◆ Task to complete: Turn the lines from the one containing "form [(19, 106)]." through the one containing "[(226, 138), (226, 134)]", both included, into a Markdown table with the columns Row and Line. Number each row and leave out any blank lines.

##### Available records #####

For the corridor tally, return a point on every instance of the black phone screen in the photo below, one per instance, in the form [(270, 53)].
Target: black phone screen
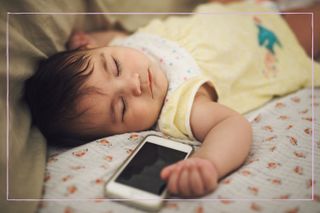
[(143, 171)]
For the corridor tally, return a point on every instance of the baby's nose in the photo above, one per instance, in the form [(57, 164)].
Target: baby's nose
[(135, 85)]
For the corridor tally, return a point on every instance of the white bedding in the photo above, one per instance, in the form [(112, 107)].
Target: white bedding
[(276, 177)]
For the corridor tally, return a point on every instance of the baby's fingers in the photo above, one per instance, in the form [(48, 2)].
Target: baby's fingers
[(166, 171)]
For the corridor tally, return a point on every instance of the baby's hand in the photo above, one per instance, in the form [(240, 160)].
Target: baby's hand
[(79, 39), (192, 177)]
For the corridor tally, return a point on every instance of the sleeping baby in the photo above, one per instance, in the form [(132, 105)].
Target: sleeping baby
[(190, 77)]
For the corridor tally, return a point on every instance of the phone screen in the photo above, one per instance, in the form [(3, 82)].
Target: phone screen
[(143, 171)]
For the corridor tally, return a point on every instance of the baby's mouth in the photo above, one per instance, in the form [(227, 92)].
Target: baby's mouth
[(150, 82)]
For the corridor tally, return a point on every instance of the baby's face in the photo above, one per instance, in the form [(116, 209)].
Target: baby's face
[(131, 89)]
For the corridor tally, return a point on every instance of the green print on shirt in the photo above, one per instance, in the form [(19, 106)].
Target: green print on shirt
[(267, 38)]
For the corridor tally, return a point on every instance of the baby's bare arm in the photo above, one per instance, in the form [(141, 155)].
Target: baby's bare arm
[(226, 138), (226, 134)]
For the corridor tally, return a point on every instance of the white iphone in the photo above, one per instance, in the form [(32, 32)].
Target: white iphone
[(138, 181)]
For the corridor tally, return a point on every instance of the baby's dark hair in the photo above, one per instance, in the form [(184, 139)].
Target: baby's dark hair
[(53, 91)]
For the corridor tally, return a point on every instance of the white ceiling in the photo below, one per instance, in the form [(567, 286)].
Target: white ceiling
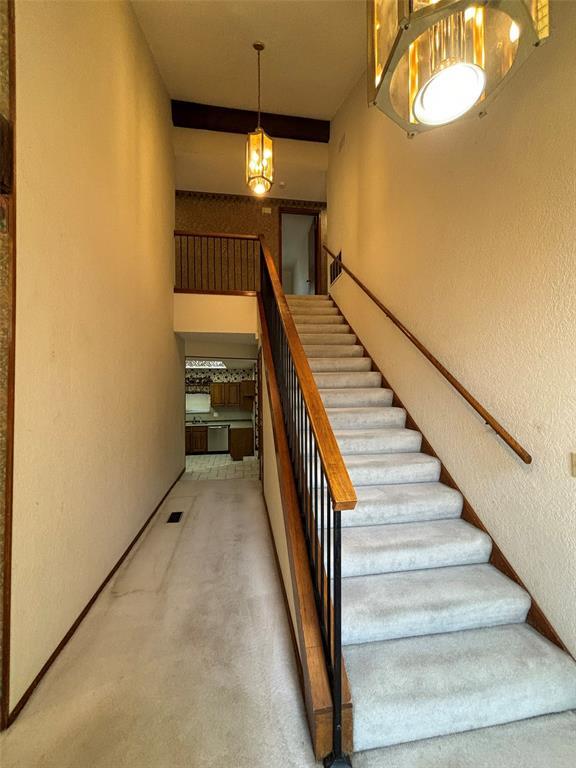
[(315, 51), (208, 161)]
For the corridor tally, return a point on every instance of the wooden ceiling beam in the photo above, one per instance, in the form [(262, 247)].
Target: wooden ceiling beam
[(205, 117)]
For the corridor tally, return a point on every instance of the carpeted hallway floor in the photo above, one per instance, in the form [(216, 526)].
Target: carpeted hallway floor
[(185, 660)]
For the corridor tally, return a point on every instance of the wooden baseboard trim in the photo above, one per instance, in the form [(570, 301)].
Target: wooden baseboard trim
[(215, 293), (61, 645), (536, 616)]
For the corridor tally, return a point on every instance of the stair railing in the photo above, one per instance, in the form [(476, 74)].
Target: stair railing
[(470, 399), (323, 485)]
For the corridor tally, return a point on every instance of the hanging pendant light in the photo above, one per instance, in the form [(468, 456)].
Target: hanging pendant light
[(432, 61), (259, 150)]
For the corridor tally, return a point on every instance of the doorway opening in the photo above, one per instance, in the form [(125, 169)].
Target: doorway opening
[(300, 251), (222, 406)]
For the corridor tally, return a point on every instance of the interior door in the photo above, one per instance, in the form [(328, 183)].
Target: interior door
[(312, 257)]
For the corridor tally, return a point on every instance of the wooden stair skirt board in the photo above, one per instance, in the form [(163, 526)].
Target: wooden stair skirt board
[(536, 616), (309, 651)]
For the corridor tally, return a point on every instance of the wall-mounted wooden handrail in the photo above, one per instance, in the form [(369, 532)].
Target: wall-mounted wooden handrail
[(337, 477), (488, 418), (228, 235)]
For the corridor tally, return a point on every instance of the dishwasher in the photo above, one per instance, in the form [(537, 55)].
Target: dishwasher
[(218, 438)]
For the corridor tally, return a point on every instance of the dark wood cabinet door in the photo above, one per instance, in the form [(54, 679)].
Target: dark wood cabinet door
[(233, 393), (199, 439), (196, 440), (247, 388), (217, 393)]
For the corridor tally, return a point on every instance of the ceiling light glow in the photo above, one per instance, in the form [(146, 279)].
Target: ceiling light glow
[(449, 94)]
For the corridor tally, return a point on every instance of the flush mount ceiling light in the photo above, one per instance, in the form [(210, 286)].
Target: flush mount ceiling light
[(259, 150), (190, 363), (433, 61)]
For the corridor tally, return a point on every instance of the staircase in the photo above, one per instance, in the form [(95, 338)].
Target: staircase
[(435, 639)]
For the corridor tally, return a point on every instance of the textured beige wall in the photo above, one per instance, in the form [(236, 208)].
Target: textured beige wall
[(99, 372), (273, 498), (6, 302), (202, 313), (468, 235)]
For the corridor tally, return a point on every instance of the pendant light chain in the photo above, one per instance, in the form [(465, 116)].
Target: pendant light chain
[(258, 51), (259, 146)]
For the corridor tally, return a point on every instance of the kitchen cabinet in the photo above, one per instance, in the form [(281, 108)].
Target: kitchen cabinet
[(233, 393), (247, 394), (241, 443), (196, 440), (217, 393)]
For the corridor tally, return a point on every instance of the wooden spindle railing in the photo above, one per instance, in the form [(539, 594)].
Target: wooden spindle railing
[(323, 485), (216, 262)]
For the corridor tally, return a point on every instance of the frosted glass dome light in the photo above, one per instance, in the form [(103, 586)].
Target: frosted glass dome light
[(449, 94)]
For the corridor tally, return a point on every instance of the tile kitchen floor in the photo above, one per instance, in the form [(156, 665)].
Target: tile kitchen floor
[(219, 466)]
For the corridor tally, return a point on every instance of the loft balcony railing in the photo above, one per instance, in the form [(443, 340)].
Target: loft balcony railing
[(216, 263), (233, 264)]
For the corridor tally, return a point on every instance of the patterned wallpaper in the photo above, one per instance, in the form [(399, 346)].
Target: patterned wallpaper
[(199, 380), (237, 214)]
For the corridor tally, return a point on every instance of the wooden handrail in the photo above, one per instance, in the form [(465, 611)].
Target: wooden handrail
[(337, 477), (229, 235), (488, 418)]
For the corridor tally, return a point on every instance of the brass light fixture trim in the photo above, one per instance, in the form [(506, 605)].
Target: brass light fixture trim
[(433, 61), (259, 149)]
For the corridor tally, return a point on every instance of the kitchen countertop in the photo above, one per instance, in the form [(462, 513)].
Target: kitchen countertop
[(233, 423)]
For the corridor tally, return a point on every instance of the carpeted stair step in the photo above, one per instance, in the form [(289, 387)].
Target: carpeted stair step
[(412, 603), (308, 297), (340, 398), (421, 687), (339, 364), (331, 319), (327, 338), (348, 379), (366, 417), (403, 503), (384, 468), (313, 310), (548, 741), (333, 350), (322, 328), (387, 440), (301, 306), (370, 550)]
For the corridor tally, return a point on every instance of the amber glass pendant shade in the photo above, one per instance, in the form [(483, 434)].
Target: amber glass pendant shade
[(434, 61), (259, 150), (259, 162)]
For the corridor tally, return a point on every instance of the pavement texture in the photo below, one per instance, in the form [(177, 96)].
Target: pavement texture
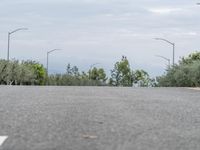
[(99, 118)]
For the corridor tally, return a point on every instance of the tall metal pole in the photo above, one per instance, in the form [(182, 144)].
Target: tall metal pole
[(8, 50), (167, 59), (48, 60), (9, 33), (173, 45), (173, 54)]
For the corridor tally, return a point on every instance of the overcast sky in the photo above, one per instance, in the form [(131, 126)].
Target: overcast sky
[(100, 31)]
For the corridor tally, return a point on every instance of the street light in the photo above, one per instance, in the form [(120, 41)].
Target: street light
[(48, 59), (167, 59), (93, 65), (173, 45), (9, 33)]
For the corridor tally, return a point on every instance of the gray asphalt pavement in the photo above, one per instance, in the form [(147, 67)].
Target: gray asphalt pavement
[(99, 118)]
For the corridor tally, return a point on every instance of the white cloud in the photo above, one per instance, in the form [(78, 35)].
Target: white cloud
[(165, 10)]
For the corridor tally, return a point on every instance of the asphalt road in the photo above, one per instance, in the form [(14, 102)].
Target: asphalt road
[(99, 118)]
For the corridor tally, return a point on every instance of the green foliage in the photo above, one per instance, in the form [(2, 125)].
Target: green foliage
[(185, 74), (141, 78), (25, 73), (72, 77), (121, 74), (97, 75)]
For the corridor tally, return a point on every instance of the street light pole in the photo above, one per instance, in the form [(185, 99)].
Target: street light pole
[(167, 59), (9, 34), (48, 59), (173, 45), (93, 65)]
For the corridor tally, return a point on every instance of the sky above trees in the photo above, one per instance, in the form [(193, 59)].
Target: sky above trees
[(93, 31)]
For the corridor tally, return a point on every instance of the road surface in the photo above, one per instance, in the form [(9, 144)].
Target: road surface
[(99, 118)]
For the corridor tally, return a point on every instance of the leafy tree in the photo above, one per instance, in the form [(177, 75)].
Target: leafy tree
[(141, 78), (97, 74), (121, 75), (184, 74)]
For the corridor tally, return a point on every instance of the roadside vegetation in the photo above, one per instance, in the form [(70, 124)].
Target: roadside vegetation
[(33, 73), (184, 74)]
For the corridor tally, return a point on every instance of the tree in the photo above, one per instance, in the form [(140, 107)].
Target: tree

#####

◆ The completed task:
| Row | Line |
|---|---|
| 1 | For the corridor tally, return a point on every instance of the green print on shirt in the photo above, one per instance, in the form [(19, 106)]. |
| 2 | Target: green print on shirt |
| 3 | [(267, 38)] |
| 4 | For the corridor tally, return a point on every instance of the baby's bare arm in the photo above, one per instance, in the form [(141, 155)]. |
| 5 | Target: baby's bare arm |
| 6 | [(226, 138), (226, 134)] |